TEXTAUSSCHNITT —
Das Interview führte Toralf Staud
Seit rund zehn Jahren versucht die NPD regelmäßig, mit sogenannten Schulhof-CDs Aufmerksamkeit zu erregen. Erstmals im sächsischen Landtagswahlkampf 2004 verteilte sie diese Tonträger, in denen Lieder verschiedener rechtsextremer Bands zusammengestellt sind. Die jeweiligen Auflagen gehen nach eigenen Angaben in die Zehn- oder gar Hunderttausende, verifizieren lassen sich solche Zahlen nicht. Die Sampler werden auch zum Herunterladen auf Partei-Webseiten angeboten. Die NPD preist sie als "effektive Jugend-Propaganda-Mittel". Lehrer und Sozialarbeiter sind oft unsicher, wie sie reagieren sollen.
Versetzen wir uns in die Situation eines Direktors: Die NPD verteilt auf dem Hof seiner Schule ihre Schulhof-CDs – was sollte er tun?
David Begrich: Drei Dinge würde ich vorschlagen: Er sollte – erstens – unter Berufung auf sein Hausrecht die Verteiler des Schulhofs verweisen. Die werden dann sicherlich vor die Tore gehen und weitermachen. Aber daran sollte man sie nicht zu hindern versuchen, ich würde zum Beispiel nicht die Polizei rufen ...

EXTRAHIERTE DATEN —
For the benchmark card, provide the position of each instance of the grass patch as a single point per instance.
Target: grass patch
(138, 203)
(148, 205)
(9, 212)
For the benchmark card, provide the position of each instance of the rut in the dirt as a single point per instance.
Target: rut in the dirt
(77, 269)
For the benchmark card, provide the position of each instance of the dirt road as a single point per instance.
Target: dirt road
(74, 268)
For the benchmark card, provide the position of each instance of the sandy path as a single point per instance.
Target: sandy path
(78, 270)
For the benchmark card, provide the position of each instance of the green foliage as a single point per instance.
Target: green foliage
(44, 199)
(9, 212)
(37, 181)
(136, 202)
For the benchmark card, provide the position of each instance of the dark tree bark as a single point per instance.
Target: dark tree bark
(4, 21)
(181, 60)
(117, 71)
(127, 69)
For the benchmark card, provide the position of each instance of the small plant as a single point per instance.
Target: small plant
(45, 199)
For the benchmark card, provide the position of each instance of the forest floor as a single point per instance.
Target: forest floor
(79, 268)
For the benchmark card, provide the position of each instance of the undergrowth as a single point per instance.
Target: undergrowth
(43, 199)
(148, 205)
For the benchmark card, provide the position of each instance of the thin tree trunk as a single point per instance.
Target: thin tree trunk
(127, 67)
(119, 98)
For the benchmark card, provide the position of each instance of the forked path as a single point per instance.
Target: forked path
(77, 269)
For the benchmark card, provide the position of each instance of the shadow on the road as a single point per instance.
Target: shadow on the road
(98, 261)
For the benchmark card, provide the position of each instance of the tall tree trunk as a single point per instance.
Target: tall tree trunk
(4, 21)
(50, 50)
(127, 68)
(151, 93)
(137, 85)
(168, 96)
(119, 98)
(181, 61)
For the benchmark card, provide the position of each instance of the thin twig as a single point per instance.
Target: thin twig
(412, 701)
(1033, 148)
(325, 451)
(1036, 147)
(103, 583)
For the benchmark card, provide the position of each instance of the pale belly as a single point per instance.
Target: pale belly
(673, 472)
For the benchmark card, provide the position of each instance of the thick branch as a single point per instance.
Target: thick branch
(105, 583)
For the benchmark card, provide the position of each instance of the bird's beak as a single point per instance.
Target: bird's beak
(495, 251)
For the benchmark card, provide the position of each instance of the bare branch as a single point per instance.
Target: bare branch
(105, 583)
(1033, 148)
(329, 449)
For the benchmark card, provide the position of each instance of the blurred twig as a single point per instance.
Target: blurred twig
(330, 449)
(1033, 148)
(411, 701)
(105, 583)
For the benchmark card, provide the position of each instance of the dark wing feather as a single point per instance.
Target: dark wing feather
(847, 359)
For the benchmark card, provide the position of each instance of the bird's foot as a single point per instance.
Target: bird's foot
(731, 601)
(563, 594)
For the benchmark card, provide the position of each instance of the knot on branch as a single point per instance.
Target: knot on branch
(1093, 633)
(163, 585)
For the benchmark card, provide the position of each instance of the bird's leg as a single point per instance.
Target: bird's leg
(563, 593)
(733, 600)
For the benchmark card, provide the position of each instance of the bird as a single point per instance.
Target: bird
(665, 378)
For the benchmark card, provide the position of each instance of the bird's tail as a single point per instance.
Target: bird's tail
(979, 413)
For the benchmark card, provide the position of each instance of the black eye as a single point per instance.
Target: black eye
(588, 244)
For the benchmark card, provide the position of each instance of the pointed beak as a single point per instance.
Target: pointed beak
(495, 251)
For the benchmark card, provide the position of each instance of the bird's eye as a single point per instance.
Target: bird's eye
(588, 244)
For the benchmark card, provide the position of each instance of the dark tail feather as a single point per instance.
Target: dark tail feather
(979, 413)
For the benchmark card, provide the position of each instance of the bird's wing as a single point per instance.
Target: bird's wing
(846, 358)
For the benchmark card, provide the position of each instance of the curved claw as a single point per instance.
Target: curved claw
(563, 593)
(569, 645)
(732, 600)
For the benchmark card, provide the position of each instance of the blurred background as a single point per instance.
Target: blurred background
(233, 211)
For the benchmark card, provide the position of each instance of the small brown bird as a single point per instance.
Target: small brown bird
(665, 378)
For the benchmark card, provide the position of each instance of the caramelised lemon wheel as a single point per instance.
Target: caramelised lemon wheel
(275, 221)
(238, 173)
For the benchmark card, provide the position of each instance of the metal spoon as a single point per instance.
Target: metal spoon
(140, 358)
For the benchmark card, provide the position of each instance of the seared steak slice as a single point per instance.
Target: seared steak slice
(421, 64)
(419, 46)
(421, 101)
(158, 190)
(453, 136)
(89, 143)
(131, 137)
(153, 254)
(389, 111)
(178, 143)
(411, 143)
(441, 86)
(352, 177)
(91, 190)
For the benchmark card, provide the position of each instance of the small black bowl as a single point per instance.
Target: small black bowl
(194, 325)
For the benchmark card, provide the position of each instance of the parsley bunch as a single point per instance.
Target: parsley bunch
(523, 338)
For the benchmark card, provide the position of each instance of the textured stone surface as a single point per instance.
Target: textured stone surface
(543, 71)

AUFGABEN —
a) Beantworte zum Interview über die Schulhof-CDs der NPD diese Fragen:
(i) In welchem Wahlkampf verteilte die NPD die Tonträger zum ersten Mal?
(ii) Als was preist die NPD die Sampler?
(iii) Worauf soll sich der Direktor nach David Begrich berufen, wenn er die Verteiler vom Schulhof verweist?
b) Führe das Interview über die Schulhof-CDs der NPD im Anschluss an seinen letzten Satz weiter.
Die Zeilen sind eigenständiges Material und gehören nicht zum Textausschnitt.

LÖSUNGEN —
a)
(i) Im sächsischen Landtagswahlkampf 2004.
(ii) Als „effektive Jugend-Propaganda-Mittel“.
(iii) Auf sein Hausrecht.

b)
Aber könnte das nicht sinnvoll sein? Um vorsorglich die Personalien festgestellt zu haben, falls die Verteiler jemanden angreifen oder verbotene Nazi-Symbole tragen.
Vor Schülern ad demonstrandum die Polizei zu holen für vielleicht ein, zwei strafrechtlich relevante Symbole halte ich – in diesem Fall – für am Ziel vorbeigehend. In einer solchen Situation sind Schule und Schüler gefordert, nicht die Polizei. Andere Konstellationen können andere Entscheidungen erfordern.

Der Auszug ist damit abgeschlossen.